— Start PASSAGE TO READ —

In the constant battle between range, weight, torque, and battery size, conventional EV motor design seems to be lagging when it comes to inventiveness. Traditional permanent magnet brushless motors can provide variable speed outputs, with their motors generating high torque at low speeds and high speed at low torque levels. However, the range of speed and torque characteristics may not be sufficient to cover the desired range, even if the output power of the motor is sufficient. 

In a conventional motor design, used by all motors to date, there are only two options to address this issue; a more powerful motor could be used to cover the entire range or mechanical gears could be provided for the motor. Both of these methods add weight to the system, which translates to higher costs.  

A revolutionary new solution 

There is a new solution available to the problems outlined above: ePropelled’s patented Dynamic Torque Switching™ also known as eDTS. The “e” in its name represents the technology’s flexible nature. It stands for electric, environmentally friendly, economical, efficient, emerging, etc. It’s a truly versatile solution that evades a simple description.

— End PASSAGE TO READ —
— Start ROWS —

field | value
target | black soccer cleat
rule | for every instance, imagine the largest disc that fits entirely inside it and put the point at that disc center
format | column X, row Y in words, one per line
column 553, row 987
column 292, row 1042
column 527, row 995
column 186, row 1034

— End ROWS —

__REQUIREMENT A__:
Rewrite the paragraph of the passage on EV motor design that begins "In a conventional motor design" as a brief bulleted list that keeps its main facts.
__REQUIREMENT B__:
According to the passage on EV motor design, what is the full name of the patented technology known as eDTS?
Answer using only the passage on EV motor design, not the material.

__EXERCISE RESULT A__:
- Conventional motor design offers only two options for the issue:
  - a more powerful motor covering the entire range
  - mechanical gears added to the motor
- Both options add weight, which means higher costs.

__EXERCISE RESULT B__:
Dynamic Torque Switching™